# [Selection]
- HMS Porpoise

Class overview
- Name: Grampus class
- Operators: Royal Navy Kriegsmarine
- Preceded by: River class
- Succeeded by: T class
- In commission: 1933—1945
- Completed: 6
- Lost: 5
- Retired: 1

General characteristics
- Type: Submarine
- Displacement: 1,810 tons surfaced; 2,157 tons submerged;
- Length: 293 ft (89 m)
- Beam: 25 ft 6 in (7.77 m)
- Draught: 16 ft 10 in (5.13 m)
- Propulsion: 2 shaft, diesel (3,300 hp; 2,500 kW) plus electric (1,630 hp; 1,220 kW)

# [Short task 1]
In the Grampus class overview, which class preceded the Grampus class?
# [Short task 2]
Write out the Grampus class overview from "General characteristics" to "in (5.13 m)".
# [Short task 3]
Continue the Grampus class overview from where it stops.
The pointing lines are not needed here.

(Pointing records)
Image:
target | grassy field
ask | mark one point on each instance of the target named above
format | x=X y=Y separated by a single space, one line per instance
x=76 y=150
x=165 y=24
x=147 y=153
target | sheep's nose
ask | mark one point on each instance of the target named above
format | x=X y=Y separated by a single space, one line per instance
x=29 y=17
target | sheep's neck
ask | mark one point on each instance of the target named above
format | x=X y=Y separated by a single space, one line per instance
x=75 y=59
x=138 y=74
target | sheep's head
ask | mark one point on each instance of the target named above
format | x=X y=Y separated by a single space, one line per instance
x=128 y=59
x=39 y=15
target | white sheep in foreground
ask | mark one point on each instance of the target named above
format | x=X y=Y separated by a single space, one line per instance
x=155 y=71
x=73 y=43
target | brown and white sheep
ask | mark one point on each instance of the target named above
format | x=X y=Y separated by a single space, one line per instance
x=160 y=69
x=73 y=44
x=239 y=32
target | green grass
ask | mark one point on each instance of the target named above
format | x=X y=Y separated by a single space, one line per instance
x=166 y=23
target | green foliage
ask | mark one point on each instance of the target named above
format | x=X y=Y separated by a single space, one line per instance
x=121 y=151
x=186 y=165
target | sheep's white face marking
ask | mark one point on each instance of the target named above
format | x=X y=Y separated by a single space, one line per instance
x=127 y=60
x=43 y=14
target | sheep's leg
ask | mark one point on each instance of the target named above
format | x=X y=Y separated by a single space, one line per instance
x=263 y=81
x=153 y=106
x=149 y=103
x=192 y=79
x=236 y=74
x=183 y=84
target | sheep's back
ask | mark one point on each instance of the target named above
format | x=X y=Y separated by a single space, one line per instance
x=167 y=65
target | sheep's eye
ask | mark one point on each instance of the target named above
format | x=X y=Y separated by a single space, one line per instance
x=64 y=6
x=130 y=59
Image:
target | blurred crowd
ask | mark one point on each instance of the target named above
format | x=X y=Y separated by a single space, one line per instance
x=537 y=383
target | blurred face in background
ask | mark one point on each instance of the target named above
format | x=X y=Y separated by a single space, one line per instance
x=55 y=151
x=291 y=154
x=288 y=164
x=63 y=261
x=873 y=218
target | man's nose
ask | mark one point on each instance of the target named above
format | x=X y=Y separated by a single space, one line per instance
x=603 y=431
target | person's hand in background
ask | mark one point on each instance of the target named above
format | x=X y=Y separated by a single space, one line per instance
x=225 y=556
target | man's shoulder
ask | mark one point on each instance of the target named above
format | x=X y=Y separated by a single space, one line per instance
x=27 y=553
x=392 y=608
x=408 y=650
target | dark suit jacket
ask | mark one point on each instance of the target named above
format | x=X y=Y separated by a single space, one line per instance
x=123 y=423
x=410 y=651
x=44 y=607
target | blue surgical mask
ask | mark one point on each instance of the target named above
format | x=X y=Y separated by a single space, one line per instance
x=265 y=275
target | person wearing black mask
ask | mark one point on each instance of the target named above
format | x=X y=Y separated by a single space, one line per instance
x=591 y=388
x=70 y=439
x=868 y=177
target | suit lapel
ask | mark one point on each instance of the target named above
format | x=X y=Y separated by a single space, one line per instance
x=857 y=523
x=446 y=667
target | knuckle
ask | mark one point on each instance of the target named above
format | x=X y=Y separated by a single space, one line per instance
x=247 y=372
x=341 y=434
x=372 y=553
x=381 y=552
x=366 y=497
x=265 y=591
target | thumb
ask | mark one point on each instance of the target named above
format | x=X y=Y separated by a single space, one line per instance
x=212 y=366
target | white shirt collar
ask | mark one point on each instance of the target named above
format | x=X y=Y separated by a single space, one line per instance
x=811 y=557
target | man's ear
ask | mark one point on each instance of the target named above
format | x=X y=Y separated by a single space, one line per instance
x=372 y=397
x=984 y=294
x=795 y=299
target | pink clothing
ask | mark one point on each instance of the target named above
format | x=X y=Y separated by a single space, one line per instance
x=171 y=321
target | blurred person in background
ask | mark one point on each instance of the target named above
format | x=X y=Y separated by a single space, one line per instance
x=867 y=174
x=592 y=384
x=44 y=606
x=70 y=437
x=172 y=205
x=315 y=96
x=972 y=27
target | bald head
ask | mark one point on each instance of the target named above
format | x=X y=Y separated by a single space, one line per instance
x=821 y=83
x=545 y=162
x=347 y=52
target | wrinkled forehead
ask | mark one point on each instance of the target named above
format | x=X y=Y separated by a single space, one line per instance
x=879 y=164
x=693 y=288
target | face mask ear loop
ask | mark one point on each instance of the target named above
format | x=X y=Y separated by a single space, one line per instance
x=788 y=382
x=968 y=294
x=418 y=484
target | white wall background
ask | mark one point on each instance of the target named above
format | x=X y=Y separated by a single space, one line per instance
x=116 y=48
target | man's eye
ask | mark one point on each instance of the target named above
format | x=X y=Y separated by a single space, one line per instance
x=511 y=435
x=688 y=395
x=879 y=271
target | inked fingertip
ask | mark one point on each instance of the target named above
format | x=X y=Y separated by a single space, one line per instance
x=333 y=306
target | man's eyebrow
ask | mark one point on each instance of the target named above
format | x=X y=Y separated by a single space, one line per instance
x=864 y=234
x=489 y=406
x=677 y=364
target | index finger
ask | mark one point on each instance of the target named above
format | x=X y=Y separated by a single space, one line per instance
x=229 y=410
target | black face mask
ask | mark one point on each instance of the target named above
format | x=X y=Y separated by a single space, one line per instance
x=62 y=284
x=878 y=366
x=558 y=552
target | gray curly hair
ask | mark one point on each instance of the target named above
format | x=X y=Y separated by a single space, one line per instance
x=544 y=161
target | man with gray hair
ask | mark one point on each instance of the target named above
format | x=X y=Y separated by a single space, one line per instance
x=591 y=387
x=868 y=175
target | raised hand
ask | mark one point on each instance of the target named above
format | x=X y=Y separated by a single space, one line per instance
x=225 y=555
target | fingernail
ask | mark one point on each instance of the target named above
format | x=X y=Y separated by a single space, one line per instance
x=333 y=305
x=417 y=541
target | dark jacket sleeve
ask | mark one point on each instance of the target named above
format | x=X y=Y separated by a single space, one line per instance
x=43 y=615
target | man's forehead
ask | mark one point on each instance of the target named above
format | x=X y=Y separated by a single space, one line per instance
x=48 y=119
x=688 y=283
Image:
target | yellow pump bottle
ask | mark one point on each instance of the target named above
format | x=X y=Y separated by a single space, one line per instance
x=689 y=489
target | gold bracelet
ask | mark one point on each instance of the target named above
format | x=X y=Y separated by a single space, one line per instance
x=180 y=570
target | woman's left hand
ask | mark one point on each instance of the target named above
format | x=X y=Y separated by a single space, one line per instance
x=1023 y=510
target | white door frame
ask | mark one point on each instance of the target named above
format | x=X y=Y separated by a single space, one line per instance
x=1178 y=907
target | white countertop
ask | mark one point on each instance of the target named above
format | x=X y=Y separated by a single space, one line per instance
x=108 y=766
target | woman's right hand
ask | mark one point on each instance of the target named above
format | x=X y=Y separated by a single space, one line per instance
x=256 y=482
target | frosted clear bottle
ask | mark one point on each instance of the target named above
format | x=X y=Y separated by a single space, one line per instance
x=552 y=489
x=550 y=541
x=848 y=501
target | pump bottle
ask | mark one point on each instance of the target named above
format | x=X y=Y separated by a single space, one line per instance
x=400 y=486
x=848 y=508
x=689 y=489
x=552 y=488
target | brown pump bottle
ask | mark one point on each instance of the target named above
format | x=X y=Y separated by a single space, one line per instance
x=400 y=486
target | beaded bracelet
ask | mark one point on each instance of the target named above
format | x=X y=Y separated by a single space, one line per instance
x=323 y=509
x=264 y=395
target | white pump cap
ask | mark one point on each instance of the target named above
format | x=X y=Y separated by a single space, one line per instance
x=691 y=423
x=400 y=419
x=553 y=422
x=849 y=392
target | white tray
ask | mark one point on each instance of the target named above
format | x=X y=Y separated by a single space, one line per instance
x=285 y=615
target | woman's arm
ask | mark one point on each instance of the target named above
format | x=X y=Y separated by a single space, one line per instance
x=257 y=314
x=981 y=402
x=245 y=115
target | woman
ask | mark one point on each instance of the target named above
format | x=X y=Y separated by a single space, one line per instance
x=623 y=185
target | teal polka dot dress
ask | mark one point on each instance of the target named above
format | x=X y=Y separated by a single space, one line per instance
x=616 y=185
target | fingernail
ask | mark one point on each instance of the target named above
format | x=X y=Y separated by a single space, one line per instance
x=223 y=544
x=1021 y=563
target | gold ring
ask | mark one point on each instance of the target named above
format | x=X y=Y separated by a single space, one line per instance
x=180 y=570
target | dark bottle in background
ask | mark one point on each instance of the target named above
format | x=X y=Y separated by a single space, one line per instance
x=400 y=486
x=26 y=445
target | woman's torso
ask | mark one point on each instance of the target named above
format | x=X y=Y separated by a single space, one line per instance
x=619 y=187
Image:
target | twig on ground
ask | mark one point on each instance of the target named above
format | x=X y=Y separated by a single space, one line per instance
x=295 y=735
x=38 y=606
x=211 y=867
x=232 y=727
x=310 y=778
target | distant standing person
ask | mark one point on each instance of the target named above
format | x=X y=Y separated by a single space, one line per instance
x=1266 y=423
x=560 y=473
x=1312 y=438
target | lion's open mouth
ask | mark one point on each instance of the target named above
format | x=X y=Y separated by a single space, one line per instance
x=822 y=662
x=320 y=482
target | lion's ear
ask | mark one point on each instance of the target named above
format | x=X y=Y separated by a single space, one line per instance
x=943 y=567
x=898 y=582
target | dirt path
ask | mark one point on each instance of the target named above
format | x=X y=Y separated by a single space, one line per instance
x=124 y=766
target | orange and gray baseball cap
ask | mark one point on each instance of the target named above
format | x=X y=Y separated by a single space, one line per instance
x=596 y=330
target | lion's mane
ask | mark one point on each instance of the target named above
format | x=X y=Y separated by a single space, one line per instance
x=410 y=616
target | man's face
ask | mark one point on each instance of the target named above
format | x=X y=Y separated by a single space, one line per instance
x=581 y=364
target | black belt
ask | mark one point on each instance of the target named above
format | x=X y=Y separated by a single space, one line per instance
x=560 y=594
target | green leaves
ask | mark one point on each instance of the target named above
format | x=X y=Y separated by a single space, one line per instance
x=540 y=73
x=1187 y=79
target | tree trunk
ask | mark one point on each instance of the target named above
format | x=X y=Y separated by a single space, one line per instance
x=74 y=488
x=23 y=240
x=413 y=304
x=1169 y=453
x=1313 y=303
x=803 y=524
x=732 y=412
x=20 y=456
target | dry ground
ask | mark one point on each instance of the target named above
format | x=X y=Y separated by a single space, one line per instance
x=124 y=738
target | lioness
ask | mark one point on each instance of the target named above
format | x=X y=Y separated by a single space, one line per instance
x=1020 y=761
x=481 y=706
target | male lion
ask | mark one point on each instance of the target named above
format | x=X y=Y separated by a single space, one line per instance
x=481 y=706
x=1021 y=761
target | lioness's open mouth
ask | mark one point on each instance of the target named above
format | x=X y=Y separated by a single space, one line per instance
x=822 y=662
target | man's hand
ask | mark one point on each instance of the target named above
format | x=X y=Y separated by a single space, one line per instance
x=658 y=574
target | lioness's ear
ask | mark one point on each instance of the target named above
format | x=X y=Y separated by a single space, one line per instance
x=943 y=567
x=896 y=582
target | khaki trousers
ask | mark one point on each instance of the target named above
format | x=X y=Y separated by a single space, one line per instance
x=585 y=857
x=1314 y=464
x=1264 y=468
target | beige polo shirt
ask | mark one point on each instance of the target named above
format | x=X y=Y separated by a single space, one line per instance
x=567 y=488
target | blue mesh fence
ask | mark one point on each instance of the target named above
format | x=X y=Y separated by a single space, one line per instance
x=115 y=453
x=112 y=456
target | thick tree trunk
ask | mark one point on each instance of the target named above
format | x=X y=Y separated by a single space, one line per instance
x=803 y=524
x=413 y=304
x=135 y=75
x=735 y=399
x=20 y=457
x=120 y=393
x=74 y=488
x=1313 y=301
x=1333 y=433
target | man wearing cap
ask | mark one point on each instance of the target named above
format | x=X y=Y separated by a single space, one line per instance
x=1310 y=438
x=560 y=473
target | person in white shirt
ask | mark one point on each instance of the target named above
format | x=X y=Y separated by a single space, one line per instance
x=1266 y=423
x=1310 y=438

# [Output 1]
The River class

# [Output 2]
General characteristics
- Type: Submarine
- Displacement: 1,810 tons surfaced; 2,157 tons submerged;
- Length: 293 ft (89 m)
- Beam: 25 ft 6 in (7.77 m)
- Draught: 16 ft 10 in (5.13 m)

# [Output 3]
- Speed: 15.5 knots (28.7 km/h; 17.8 mph) surfaced; 8.75 knots (16.21 km/h; 10.07 mph) submerged;
- Complement: 59
- Armament: 6 × 21 in torpedo tubes (bow); 12 torpedoes; 1 × QF 4-inch (101.6 mm) Mk XII deck gun; 50 mines;

= Grampus-class submarine =

Type of British submarines in service before and during WWII

The Grampus-class submarines were a group of minelaying submarines built for the Royal Navy in the late 1930s. These boats are sometimes referred to as the Porpoise class from the single prototype, HMS Porpoise built in 1932. Five boats to a modified design were built between 1936 and 1938. The ships were all named after marine mammals.

==Design==
The naval mines were stored in a special "gallery" with a conveyor belt built into the outer casing as pioneered by the converted M-class submarine . These boats were of a saddle tank type.

==Service==
Boats of this class were used extensively in the Mediterranean, particularly as part of the supply effort to the besieged island of Malta in a service nicknamed the "magic carpet".

Only one, , survived the war.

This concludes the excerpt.